:: What to work on ::
Reproduce every one of the rows below verbatim, changing nothing.

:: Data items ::
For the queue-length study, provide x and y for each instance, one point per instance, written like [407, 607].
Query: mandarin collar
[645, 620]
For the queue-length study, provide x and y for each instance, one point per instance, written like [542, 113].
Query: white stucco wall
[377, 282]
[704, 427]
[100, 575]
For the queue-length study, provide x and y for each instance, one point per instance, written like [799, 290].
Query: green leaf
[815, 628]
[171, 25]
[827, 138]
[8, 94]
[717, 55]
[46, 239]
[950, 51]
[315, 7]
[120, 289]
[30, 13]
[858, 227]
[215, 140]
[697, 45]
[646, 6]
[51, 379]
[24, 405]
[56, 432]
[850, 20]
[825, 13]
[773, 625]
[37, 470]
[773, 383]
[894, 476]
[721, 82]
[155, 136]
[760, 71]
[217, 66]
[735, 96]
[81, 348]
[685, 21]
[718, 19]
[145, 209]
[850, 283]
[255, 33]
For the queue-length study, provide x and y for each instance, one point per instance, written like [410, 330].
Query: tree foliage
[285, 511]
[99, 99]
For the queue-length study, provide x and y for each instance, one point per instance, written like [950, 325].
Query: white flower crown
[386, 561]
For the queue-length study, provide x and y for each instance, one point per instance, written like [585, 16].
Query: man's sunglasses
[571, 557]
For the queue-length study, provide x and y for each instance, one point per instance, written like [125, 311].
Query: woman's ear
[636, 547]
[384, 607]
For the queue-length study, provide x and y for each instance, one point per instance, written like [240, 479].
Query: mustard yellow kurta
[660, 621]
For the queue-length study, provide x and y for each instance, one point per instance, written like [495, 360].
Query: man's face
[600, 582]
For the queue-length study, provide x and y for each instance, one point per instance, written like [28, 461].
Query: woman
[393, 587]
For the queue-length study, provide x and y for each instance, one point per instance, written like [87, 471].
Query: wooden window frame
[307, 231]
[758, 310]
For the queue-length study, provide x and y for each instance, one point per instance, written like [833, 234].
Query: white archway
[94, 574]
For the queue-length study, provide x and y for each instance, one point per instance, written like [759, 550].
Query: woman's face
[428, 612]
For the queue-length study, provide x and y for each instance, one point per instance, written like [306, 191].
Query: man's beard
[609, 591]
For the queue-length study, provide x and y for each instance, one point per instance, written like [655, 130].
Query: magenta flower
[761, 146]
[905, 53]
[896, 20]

:: Answer for the task ::
For the queue-length study, provide x and y for each instance, one point per instance, written like [407, 607].
Query: mandarin collar
[645, 620]
For the queue-length study, provide x and y for each instance, one point per instance, written like [542, 113].
Query: white stucco wall
[377, 282]
[704, 427]
[100, 575]
For the queue-length study, provide x and y for each instance, one point per instance, written like [799, 290].
Query: green leaf
[815, 628]
[171, 25]
[827, 138]
[8, 94]
[717, 55]
[46, 239]
[950, 51]
[315, 7]
[120, 289]
[30, 13]
[858, 227]
[215, 140]
[697, 45]
[646, 6]
[51, 379]
[24, 405]
[56, 432]
[850, 20]
[825, 13]
[773, 625]
[37, 470]
[773, 383]
[894, 476]
[721, 82]
[155, 136]
[760, 71]
[217, 66]
[735, 96]
[81, 348]
[685, 21]
[718, 19]
[145, 209]
[850, 283]
[255, 33]
For the queue-length study, provide x and y for each instance, one point per instance, written like [410, 330].
Query: tree foliage
[285, 511]
[99, 99]
For the queue-length study, provide x and y for each instance, one point per instance, written like [950, 325].
Query: white flower crown
[386, 561]
For the queue-length study, provide x and y for each instance, one point per instance, written like [585, 16].
Query: man's sunglasses
[571, 557]
For the queue-length study, provide x and y for each instance, one point per instance, written like [125, 311].
Query: woman's ear
[636, 547]
[384, 607]
For the queue-length study, provide x and y for each instance, one point per instance, written like [240, 479].
Query: mustard yellow kurta
[660, 621]
For the queue-length study, provide x and y for each instance, one point per instance, written like [495, 360].
Query: man's face
[600, 582]
For the queue-length study, provide x and y for each instance, one point per instance, written like [28, 461].
Query: woman
[393, 587]
For the queue-length study, provide x and y for each instance, one point per instance, written like [87, 471].
Query: wooden window frame
[307, 231]
[758, 310]
For the queue-length study, provide x and y for each instance, one point per instance, written like [833, 234].
Query: white archway
[94, 574]
For the queue-length study, provide x and y for each instance, one point per instance, written like [759, 550].
Query: woman's face
[428, 612]
For the queue-length study, provide x and y for each instance, one point per instance, written like [306, 191].
Query: man's beard
[609, 591]
For the queue-length study, provide x and y for each instance, one point per instance, written like [655, 130].
Query: magenta flower
[761, 146]
[905, 53]
[896, 20]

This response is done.